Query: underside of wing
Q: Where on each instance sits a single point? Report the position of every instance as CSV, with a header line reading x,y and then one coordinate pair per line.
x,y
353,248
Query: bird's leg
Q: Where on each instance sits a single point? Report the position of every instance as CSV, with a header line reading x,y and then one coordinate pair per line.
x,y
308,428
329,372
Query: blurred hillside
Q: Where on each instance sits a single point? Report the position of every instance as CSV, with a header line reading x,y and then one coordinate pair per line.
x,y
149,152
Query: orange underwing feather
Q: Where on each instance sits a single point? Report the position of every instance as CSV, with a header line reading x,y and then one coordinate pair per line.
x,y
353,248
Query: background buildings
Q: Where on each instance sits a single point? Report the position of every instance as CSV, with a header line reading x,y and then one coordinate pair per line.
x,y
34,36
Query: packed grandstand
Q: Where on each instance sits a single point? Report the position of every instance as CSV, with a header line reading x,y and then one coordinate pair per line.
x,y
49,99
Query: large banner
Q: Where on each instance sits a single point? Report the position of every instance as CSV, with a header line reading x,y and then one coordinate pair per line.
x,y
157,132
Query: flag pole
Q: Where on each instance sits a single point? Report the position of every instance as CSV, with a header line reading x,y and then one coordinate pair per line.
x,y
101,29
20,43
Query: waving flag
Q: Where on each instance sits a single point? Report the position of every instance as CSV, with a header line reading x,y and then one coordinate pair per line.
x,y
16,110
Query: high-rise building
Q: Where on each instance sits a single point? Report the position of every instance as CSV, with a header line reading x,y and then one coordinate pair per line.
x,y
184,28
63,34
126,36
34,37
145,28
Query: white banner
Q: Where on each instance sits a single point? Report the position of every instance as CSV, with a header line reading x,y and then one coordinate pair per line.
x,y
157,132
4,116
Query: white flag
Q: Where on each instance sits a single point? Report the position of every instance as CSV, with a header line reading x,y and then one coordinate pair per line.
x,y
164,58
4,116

What you need to do:
Copy every line that appears above, with each word kept as it is.

Problem solution:
Query: underside of wing
Q: Where on each instance sits a single point? Report the position of every instance as CSV, with a header line reading x,y and then one coordinate pair per line.
x,y
353,248
Query: bird's leg
Q: Where on each instance sits a single point? Report the position of every instance as CSV, with a header line reading x,y and then one coordinate pair per line.
x,y
308,428
329,372
Query: blurred hillside
Q: Where on each instance sits a single point? Report the position of every instance as CSV, with a header line reading x,y and then one coordinate pair per line.
x,y
149,152
Query: orange underwing feather
Q: Where on each instance sits a single point? Report the position of every instance as CSV, with a header line reading x,y and then one coordinate pair per line.
x,y
353,248
Query: background buildings
Q: Where on each instance sits a single point? Report the position of every instance as CSV, with a header line reading x,y and then one coordinate pair per line.
x,y
34,36
Query: packed grandstand
Q: Where on each instance sits a single point? Report the position of every instance as CSV, with a header line reading x,y and then one coordinate pair per line.
x,y
49,99
Query: large banner
Q: Where on each instance sits a single point? Report the position of every instance as CSV, with a header line reading x,y and then one coordinate pair per line.
x,y
157,132
Query: flag pole
Q: Where on each instance sits a single point? Report the position of every instance as CSV, with a header line reading x,y and then one coordinate pair per line.
x,y
101,29
20,43
Query: waving flag
Q: Where on each instance sits a single point? Report the position of every instance as CSV, with a header line reading x,y and then one coordinate pair per line.
x,y
16,110
Query: high-rise building
Q: Where on each instance sits a single point? Report the position of every instance as CSV, with a header line reading x,y and then one coordinate pair per line.
x,y
184,28
63,34
126,36
34,37
145,28
Query: white banner
Q: Where on each instance sits a single point? Report the position of every instance as CSV, with a header line reading x,y and then one coordinate pair per line.
x,y
157,132
4,116
Query: white flag
Q: Where on each instance sits a single point? Report the position of every instance as CSV, with a header line reading x,y and then one coordinate pair per line.
x,y
164,58
4,116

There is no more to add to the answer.